++++ Material provided ++++

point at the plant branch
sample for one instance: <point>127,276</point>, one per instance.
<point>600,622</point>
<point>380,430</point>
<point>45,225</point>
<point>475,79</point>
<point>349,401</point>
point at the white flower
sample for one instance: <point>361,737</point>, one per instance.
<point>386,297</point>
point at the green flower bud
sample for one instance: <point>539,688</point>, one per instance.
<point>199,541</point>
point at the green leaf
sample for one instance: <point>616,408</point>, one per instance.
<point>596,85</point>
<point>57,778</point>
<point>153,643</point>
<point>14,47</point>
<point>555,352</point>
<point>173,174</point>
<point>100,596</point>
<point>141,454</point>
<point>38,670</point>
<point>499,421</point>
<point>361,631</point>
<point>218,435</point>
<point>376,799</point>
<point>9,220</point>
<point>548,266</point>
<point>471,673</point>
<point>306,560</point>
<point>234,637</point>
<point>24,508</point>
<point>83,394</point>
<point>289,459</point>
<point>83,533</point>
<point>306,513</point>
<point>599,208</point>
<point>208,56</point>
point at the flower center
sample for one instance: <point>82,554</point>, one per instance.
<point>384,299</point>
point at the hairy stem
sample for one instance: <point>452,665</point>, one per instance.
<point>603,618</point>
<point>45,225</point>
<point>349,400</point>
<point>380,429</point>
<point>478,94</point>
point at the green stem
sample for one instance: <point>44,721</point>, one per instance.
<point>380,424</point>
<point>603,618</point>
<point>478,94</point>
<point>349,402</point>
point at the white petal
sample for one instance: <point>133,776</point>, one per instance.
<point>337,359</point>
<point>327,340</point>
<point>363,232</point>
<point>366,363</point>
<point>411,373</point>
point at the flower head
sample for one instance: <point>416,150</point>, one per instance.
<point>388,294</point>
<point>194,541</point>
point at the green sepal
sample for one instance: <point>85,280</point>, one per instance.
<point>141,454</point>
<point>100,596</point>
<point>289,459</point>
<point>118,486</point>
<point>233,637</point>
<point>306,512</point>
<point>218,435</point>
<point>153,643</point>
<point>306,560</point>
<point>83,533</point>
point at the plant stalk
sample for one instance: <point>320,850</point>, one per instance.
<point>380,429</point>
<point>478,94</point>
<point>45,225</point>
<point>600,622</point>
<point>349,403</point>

++++

■ **Exercise requirements**
Transcribe the data. Leave every line exactly as it is.

■ **Reply**
point at the plant branch
sample for one instance: <point>127,276</point>, one per instance.
<point>600,622</point>
<point>380,430</point>
<point>45,225</point>
<point>475,79</point>
<point>349,401</point>
point at the white flower
sample for one instance: <point>361,737</point>, one per instance.
<point>386,297</point>
point at the green flower bud
sample for one instance: <point>539,688</point>, one per instance.
<point>199,541</point>
point at the green leaf
sample for one instance: <point>616,408</point>, one per instance.
<point>596,85</point>
<point>57,778</point>
<point>153,643</point>
<point>14,47</point>
<point>555,352</point>
<point>173,174</point>
<point>100,596</point>
<point>141,454</point>
<point>38,670</point>
<point>499,421</point>
<point>361,631</point>
<point>218,435</point>
<point>376,799</point>
<point>9,220</point>
<point>548,266</point>
<point>471,673</point>
<point>306,560</point>
<point>234,637</point>
<point>24,508</point>
<point>83,394</point>
<point>289,459</point>
<point>83,533</point>
<point>306,513</point>
<point>599,208</point>
<point>208,56</point>
point at the flower center
sample for one instance: <point>82,554</point>, one per instance.
<point>384,299</point>
point at the hairy stem
sample for one instance: <point>452,665</point>, one per instance.
<point>603,618</point>
<point>45,225</point>
<point>349,400</point>
<point>380,429</point>
<point>478,94</point>
point at the green stem
sample for one instance: <point>44,721</point>, one per instance.
<point>380,424</point>
<point>603,618</point>
<point>478,94</point>
<point>349,402</point>
point at the white petal
sample for one instance: <point>133,776</point>, one per instance.
<point>337,359</point>
<point>327,340</point>
<point>363,232</point>
<point>366,363</point>
<point>411,373</point>
point at the flower head
sample for one instance: <point>416,150</point>, one per instance.
<point>388,294</point>
<point>194,541</point>
point at the green sepal
sample for one instance: <point>85,280</point>, one per instance.
<point>141,454</point>
<point>100,596</point>
<point>289,459</point>
<point>118,486</point>
<point>233,637</point>
<point>306,512</point>
<point>218,435</point>
<point>153,643</point>
<point>306,560</point>
<point>83,533</point>
point at the plant stalk
sample for one instance: <point>320,850</point>, one per instance.
<point>380,429</point>
<point>478,94</point>
<point>45,225</point>
<point>600,622</point>
<point>349,403</point>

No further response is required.